## YOUR GOAL
Give back the entire listing verbatim.

─── GIVEN RECORDS ───

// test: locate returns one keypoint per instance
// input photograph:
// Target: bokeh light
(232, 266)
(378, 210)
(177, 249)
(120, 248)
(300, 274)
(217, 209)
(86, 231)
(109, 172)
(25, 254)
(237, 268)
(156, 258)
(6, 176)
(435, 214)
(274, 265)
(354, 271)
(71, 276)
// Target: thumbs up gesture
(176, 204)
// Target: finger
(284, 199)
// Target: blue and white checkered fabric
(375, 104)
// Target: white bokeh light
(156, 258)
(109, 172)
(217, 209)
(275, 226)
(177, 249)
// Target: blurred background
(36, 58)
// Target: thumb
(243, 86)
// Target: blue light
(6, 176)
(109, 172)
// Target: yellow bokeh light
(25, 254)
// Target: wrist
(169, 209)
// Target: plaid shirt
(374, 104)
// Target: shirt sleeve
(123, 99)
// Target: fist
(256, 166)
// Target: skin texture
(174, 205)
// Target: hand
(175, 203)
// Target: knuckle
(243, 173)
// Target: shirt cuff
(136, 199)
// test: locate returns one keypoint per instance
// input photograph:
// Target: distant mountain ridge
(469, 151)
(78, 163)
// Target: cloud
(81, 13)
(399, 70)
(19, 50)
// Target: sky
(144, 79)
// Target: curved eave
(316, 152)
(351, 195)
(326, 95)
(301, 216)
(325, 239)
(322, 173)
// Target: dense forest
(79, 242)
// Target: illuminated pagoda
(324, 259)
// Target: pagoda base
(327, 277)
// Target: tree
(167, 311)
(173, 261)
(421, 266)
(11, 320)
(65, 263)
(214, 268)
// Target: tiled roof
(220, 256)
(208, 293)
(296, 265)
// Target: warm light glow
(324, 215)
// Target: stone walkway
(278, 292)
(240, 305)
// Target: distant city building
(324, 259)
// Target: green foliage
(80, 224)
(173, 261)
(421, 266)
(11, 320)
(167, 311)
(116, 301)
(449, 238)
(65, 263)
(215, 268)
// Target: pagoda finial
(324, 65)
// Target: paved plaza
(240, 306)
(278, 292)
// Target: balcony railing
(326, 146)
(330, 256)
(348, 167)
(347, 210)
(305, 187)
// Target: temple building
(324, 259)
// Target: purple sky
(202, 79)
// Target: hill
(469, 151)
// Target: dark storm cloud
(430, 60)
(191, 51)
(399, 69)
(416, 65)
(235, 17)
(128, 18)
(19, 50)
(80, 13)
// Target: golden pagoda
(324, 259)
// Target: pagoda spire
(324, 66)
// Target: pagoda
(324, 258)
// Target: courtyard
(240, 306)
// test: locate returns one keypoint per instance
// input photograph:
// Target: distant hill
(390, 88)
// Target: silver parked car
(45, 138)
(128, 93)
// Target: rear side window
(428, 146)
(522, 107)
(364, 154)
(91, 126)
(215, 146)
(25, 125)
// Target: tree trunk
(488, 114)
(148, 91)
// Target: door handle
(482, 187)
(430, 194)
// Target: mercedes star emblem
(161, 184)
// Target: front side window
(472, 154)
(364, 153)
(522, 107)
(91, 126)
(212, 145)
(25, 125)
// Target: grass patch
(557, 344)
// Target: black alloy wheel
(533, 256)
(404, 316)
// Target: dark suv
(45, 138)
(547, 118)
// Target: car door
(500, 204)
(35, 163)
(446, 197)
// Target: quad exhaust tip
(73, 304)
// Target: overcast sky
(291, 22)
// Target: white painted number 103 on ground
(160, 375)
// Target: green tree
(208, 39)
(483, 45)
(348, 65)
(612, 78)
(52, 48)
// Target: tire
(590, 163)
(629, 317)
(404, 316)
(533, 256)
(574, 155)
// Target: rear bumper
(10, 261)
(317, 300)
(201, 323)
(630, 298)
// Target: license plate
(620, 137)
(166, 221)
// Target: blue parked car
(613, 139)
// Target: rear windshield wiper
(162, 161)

───

## ANSWER TO THE PROBLEM
// test: locate returns one keypoint per instance
// input photograph:
// Target: bokeh light
(232, 266)
(378, 210)
(177, 249)
(120, 248)
(300, 274)
(217, 209)
(86, 231)
(109, 172)
(25, 254)
(237, 268)
(156, 258)
(6, 176)
(435, 214)
(274, 265)
(354, 271)
(71, 276)
// Target: thumbs up gesture
(176, 204)
// Target: finger
(284, 199)
// Target: blue and white checkered fabric
(375, 104)
// Target: white bokeh light
(156, 258)
(109, 172)
(217, 209)
(275, 226)
(177, 249)
// Target: blurred background
(36, 58)
// Target: thumb
(243, 86)
// Target: blue light
(6, 176)
(109, 172)
// Target: yellow bokeh light
(25, 254)
// Target: wrist
(169, 209)
// Target: plaid shirt
(374, 104)
// Target: shirt sleeve
(123, 99)
// Target: fist
(256, 166)
// Target: skin texture
(174, 205)
// Target: hand
(175, 203)
// Target: knuckle
(243, 173)
// Target: shirt cuff
(136, 199)
// test: locate returns one keypoint per instance
// input photograph:
// Target: distant mountain ridge
(469, 151)
(78, 163)
// Target: cloud
(81, 13)
(399, 70)
(19, 50)
// Target: sky
(144, 79)
// Target: curved eave
(316, 152)
(351, 195)
(326, 95)
(301, 216)
(325, 239)
(322, 173)
// Target: dense forest
(79, 242)
// Target: illuminated pagoda
(324, 259)
// Target: pagoda base
(327, 277)
// Target: tree
(167, 311)
(173, 261)
(421, 266)
(11, 320)
(65, 263)
(214, 268)
// Target: tiled roof
(220, 256)
(208, 293)
(296, 265)
// Target: warm light glow
(324, 215)
// Target: stone walkway
(278, 292)
(240, 305)
// Target: distant city building
(324, 259)
// Target: green foliage
(80, 224)
(173, 261)
(421, 266)
(11, 320)
(167, 311)
(116, 301)
(449, 238)
(65, 263)
(215, 268)
// Target: pagoda finial
(324, 65)
// Target: paved plaza
(240, 306)
(278, 292)
// Target: balcony railing
(326, 146)
(330, 256)
(348, 167)
(347, 210)
(305, 187)
// Target: temple building
(324, 259)
// Target: purple sky
(202, 79)
// Target: hill
(469, 151)
// Target: dark storm cloud
(430, 60)
(191, 51)
(399, 69)
(416, 65)
(235, 17)
(128, 18)
(19, 50)
(80, 13)
// Target: golden pagoda
(324, 259)
// Target: pagoda spire
(324, 66)
// Target: pagoda
(324, 258)
// Target: courtyard
(240, 306)
// test: locate returns one keypoint per instance
// input photograph:
// Target: distant hill
(390, 88)
// Target: silver parked car
(45, 138)
(128, 93)
// Target: rear side window
(428, 146)
(522, 107)
(364, 154)
(91, 126)
(215, 146)
(25, 125)
// Target: tree trunk
(488, 114)
(148, 91)
// Target: door handle
(482, 187)
(430, 194)
// Target: mercedes star emblem
(161, 184)
// Target: front side window
(472, 154)
(364, 153)
(522, 107)
(91, 126)
(212, 145)
(25, 125)
// Target: grass patch
(557, 344)
// Target: black alloy wheel
(533, 256)
(404, 316)
// Target: dark suv
(45, 138)
(547, 118)
// Target: car door
(500, 204)
(35, 163)
(446, 197)
// Target: quad exhaust tip
(73, 304)
// Target: overcast sky
(291, 22)
// Target: white painted number 103 on ground
(160, 375)
// Target: green tree
(208, 39)
(483, 45)
(348, 65)
(612, 78)
(52, 48)
// Target: tire
(590, 163)
(629, 317)
(404, 316)
(533, 256)
(574, 155)
// Target: rear bumper
(10, 261)
(317, 300)
(201, 323)
(630, 298)
// Target: license plate
(620, 137)
(166, 221)
// Target: blue parked car
(613, 139)
// Target: rear windshield wiper
(162, 161)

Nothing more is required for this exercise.